Material supplied: Begin

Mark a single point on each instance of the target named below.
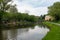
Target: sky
(34, 7)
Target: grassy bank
(54, 33)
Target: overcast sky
(34, 7)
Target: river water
(36, 33)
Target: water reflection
(36, 33)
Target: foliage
(54, 10)
(54, 33)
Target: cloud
(35, 7)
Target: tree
(54, 10)
(4, 6)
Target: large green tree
(54, 10)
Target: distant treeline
(19, 17)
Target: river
(35, 33)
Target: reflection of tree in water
(10, 34)
(13, 34)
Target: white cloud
(35, 7)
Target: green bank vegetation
(9, 15)
(54, 33)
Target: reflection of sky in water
(26, 33)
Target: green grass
(54, 33)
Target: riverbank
(54, 33)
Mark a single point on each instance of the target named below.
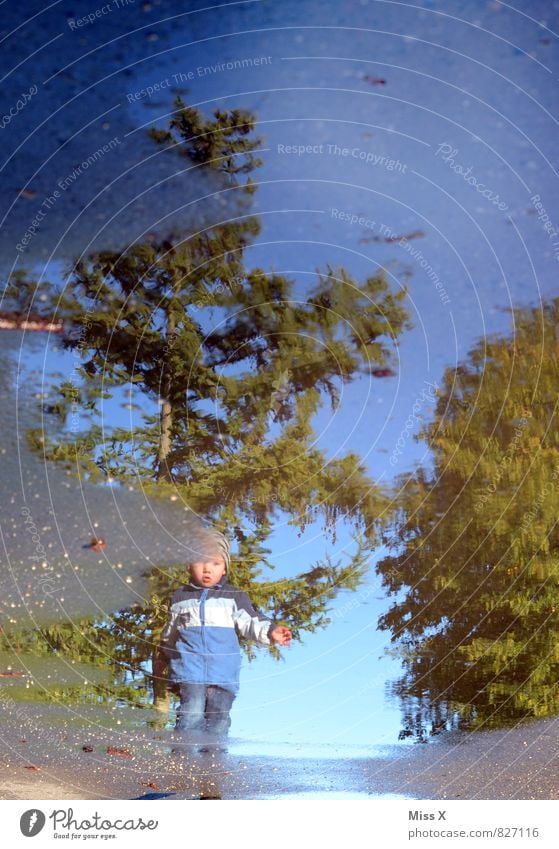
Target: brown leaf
(114, 750)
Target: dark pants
(204, 708)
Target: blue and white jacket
(200, 639)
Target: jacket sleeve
(169, 635)
(250, 623)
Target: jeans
(204, 708)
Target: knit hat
(223, 547)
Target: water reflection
(53, 572)
(475, 574)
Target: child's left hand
(281, 635)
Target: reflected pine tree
(475, 568)
(228, 367)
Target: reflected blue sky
(429, 117)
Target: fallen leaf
(383, 372)
(114, 750)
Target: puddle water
(457, 436)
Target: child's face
(208, 570)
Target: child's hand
(281, 635)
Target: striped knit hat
(223, 547)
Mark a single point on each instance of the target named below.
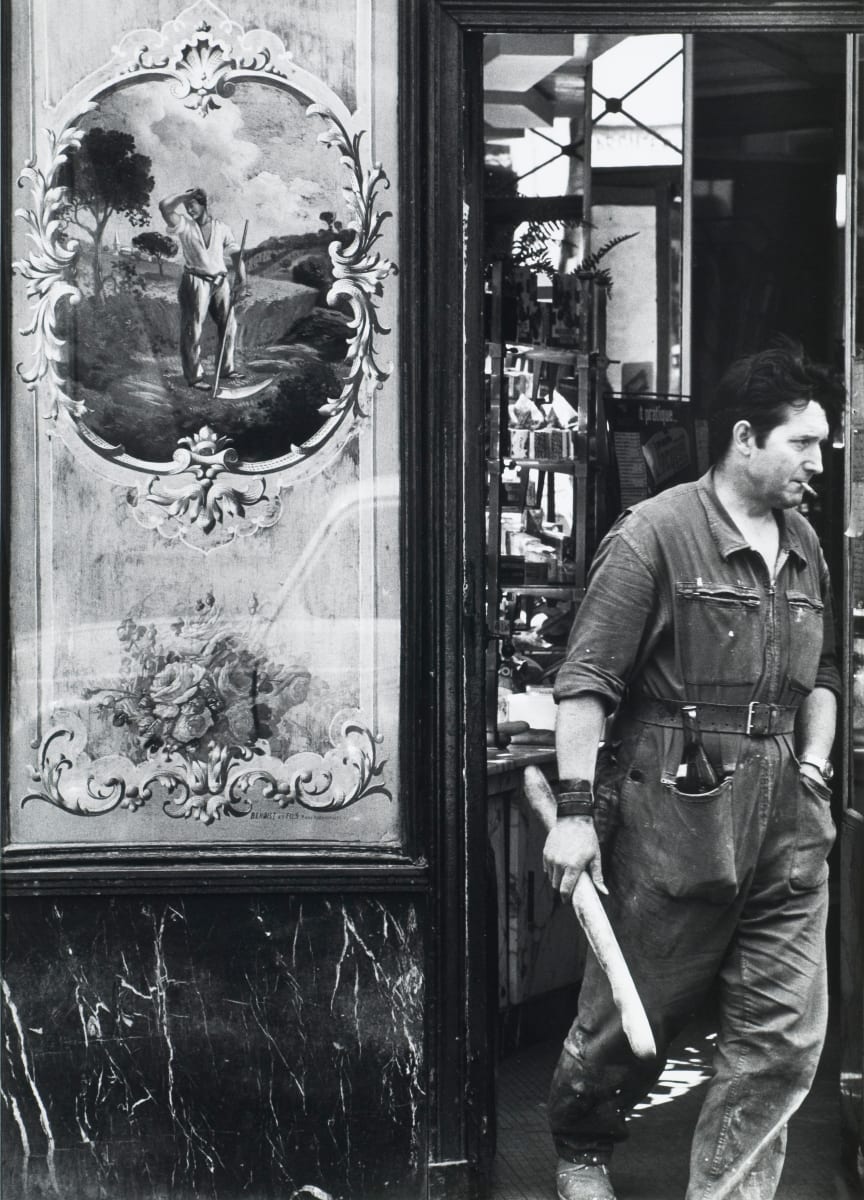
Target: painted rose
(192, 724)
(237, 678)
(177, 684)
(241, 721)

Material supplied: End

Your objective: Starting at the line that contains "Target: striped knit hat", restate every line through the end of the records exactly as written, but leave the pictures out.

Your response:
Target: striped knit hat
(223, 547)
Mark a single point on each instance of the target named below.
Target: painted rose
(192, 724)
(237, 678)
(177, 684)
(241, 721)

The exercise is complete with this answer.